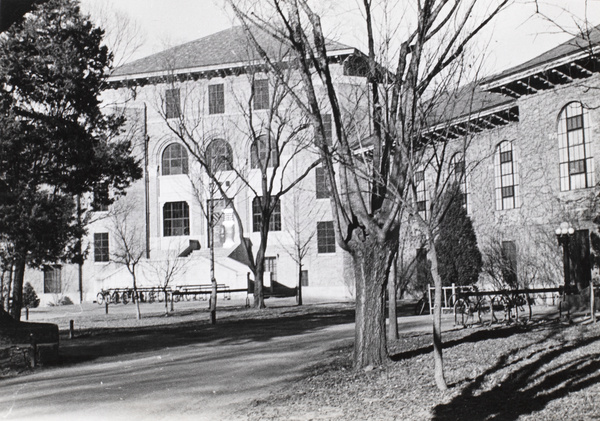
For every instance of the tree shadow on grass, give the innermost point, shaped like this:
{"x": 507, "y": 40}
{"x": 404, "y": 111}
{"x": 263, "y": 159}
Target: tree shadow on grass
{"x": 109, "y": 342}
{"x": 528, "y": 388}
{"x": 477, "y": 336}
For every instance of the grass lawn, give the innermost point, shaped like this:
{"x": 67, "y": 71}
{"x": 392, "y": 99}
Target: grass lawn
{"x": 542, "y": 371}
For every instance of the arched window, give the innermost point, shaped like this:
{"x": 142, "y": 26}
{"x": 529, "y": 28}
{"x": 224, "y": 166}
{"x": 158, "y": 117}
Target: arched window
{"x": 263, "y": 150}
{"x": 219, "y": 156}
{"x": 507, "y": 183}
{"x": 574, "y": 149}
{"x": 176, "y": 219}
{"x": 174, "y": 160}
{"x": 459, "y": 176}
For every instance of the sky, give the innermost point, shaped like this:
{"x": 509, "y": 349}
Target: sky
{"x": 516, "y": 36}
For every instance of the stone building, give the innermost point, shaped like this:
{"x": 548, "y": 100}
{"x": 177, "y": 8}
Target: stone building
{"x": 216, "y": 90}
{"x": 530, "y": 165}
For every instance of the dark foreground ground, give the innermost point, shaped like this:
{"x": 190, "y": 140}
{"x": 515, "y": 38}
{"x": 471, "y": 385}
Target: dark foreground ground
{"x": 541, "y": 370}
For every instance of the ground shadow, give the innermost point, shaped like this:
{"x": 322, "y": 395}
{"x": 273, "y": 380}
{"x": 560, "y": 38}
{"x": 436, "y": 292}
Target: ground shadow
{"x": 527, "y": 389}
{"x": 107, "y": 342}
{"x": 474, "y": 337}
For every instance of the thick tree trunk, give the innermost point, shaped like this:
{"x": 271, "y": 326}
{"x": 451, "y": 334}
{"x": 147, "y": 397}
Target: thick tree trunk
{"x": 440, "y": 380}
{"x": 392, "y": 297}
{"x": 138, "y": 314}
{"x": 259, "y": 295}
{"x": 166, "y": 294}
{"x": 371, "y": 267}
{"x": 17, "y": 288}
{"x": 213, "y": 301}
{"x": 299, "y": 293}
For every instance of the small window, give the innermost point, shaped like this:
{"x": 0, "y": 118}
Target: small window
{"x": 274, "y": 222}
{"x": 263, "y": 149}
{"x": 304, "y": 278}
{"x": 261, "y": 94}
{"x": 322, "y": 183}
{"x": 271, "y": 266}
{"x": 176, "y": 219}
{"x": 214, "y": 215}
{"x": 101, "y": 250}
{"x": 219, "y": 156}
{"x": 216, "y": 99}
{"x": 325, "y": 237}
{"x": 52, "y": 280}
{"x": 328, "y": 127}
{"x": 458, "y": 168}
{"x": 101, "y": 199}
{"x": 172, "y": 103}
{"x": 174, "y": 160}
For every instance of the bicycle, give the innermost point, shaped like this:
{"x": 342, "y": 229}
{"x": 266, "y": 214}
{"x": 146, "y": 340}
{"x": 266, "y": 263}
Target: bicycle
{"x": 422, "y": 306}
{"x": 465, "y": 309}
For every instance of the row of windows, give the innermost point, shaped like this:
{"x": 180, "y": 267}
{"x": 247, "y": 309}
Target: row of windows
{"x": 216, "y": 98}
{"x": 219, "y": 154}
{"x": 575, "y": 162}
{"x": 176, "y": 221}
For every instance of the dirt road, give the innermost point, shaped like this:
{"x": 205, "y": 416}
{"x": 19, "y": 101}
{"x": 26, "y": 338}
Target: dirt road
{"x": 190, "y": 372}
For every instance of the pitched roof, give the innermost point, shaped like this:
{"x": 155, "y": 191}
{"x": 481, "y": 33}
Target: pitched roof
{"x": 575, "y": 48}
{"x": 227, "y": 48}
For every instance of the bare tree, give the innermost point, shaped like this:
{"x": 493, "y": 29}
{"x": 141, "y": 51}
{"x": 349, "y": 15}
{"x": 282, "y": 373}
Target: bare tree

═══

» What you should do
Exact copy, no pictures: reproduce the whole listing above.

» Exercise response
For every instance of the tree shadow on grass, give the innermost point, shaped like this:
{"x": 507, "y": 40}
{"x": 404, "y": 111}
{"x": 263, "y": 159}
Target: tree shadow on grass
{"x": 109, "y": 342}
{"x": 528, "y": 388}
{"x": 477, "y": 336}
For every instance of the grass lawn, give the innermost point, shaped like this:
{"x": 67, "y": 71}
{"x": 392, "y": 99}
Target: grass lawn
{"x": 542, "y": 371}
For every instance of the arched window, give the innermost point, shaped like this:
{"x": 142, "y": 26}
{"x": 529, "y": 28}
{"x": 224, "y": 166}
{"x": 158, "y": 117}
Target: arched window
{"x": 263, "y": 150}
{"x": 219, "y": 156}
{"x": 507, "y": 183}
{"x": 574, "y": 149}
{"x": 176, "y": 219}
{"x": 174, "y": 160}
{"x": 459, "y": 176}
For every instance of the sky, give the innermost point, shaped like this:
{"x": 509, "y": 349}
Target: sky
{"x": 516, "y": 36}
For every instance of the stone building, give the innermost point, shaped like this:
{"x": 548, "y": 100}
{"x": 177, "y": 8}
Target: stone building
{"x": 216, "y": 90}
{"x": 530, "y": 165}
For every instance of the dark foreground ground, give the innermost point, shaped like this:
{"x": 190, "y": 140}
{"x": 515, "y": 38}
{"x": 471, "y": 385}
Target: dark foreground ground
{"x": 541, "y": 370}
For every instance of the ground shadow, give the innermost point, shaped like this:
{"x": 322, "y": 395}
{"x": 273, "y": 380}
{"x": 560, "y": 38}
{"x": 436, "y": 292}
Target: ground shadow
{"x": 527, "y": 389}
{"x": 107, "y": 342}
{"x": 474, "y": 337}
For every instance of the thick tree trunk, give the innermost point, shaped like this:
{"x": 271, "y": 326}
{"x": 451, "y": 334}
{"x": 147, "y": 397}
Target: thick tree trunk
{"x": 440, "y": 380}
{"x": 392, "y": 297}
{"x": 138, "y": 314}
{"x": 259, "y": 295}
{"x": 166, "y": 294}
{"x": 371, "y": 267}
{"x": 17, "y": 288}
{"x": 213, "y": 301}
{"x": 299, "y": 293}
For every instance of the small window, give the innermost point, shaped like this:
{"x": 0, "y": 118}
Target: small window
{"x": 274, "y": 222}
{"x": 263, "y": 149}
{"x": 304, "y": 278}
{"x": 261, "y": 94}
{"x": 322, "y": 183}
{"x": 271, "y": 266}
{"x": 176, "y": 219}
{"x": 214, "y": 215}
{"x": 101, "y": 250}
{"x": 219, "y": 156}
{"x": 216, "y": 99}
{"x": 325, "y": 237}
{"x": 52, "y": 280}
{"x": 328, "y": 127}
{"x": 458, "y": 168}
{"x": 101, "y": 199}
{"x": 172, "y": 103}
{"x": 174, "y": 160}
For every instance of the bicycle, give the innermost point, shaped like this:
{"x": 342, "y": 229}
{"x": 266, "y": 214}
{"x": 146, "y": 340}
{"x": 266, "y": 263}
Target: bicycle
{"x": 422, "y": 306}
{"x": 465, "y": 309}
For every instance of the row of windows, give the innermost point, shaped like this:
{"x": 180, "y": 267}
{"x": 247, "y": 309}
Target: row of windows
{"x": 216, "y": 98}
{"x": 219, "y": 154}
{"x": 575, "y": 162}
{"x": 176, "y": 221}
For every instance of the dirt road, give the innermost point, shaped like this:
{"x": 205, "y": 416}
{"x": 19, "y": 101}
{"x": 26, "y": 338}
Target: dirt road
{"x": 190, "y": 372}
For every instance of the pitched roof, give the innermost point, shaped like this:
{"x": 155, "y": 191}
{"x": 481, "y": 33}
Target: pitched roof
{"x": 575, "y": 48}
{"x": 227, "y": 48}
For every instance of the bare tree, give the innermost point, shaped like this:
{"x": 493, "y": 29}
{"x": 141, "y": 51}
{"x": 349, "y": 15}
{"x": 282, "y": 373}
Target: bare tree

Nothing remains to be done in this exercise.